*About this exercise*
Repeat, exactly as written, the line containing "of the modern" and each line after it through the end of the data.

*Records for this task*
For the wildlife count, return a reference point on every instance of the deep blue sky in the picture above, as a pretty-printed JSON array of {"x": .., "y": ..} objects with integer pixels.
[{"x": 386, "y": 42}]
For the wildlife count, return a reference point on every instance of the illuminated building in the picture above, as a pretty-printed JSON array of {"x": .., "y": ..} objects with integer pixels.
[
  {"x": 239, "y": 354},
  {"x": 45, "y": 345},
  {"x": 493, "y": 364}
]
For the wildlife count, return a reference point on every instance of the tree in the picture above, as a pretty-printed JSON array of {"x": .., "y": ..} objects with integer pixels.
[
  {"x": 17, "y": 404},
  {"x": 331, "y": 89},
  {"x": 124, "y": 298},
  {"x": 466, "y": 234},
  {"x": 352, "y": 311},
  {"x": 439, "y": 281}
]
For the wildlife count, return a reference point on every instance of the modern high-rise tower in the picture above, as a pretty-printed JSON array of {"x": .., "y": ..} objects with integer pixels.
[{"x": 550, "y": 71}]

*Exercise result*
For the wildlife count, return a reference point on every instance of the modern high-rise tower in the picture above, as a pretty-printed JSON array of {"x": .., "y": ..} objects with integer pixels.
[{"x": 550, "y": 71}]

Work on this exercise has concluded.